_YOUR OBJECTIVE_: Gather every line below that contains the string "query", and copy each one.

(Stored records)
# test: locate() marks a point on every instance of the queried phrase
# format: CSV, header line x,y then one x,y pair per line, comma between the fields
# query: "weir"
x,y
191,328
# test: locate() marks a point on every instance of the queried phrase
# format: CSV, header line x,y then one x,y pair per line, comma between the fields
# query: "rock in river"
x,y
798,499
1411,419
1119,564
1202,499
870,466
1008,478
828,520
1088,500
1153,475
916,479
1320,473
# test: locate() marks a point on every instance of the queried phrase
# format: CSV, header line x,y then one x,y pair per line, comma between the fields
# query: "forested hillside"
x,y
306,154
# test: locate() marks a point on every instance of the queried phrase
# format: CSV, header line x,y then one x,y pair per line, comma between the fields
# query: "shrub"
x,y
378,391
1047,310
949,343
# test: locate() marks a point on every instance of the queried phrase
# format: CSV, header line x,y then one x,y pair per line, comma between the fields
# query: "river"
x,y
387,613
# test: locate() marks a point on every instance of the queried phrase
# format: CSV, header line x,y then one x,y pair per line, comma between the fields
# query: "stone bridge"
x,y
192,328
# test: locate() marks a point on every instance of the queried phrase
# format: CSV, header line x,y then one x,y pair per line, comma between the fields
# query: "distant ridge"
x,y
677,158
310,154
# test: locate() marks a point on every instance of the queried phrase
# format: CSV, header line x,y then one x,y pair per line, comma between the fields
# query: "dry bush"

_PROBLEM SOLUTION_:
# query: "weir"
# query: "rock in river"
# query: "forested hillside"
# query: "shrub"
# query: "river"
# query: "stone bridge"
# query: "distant ridge"
# query: "dry bush"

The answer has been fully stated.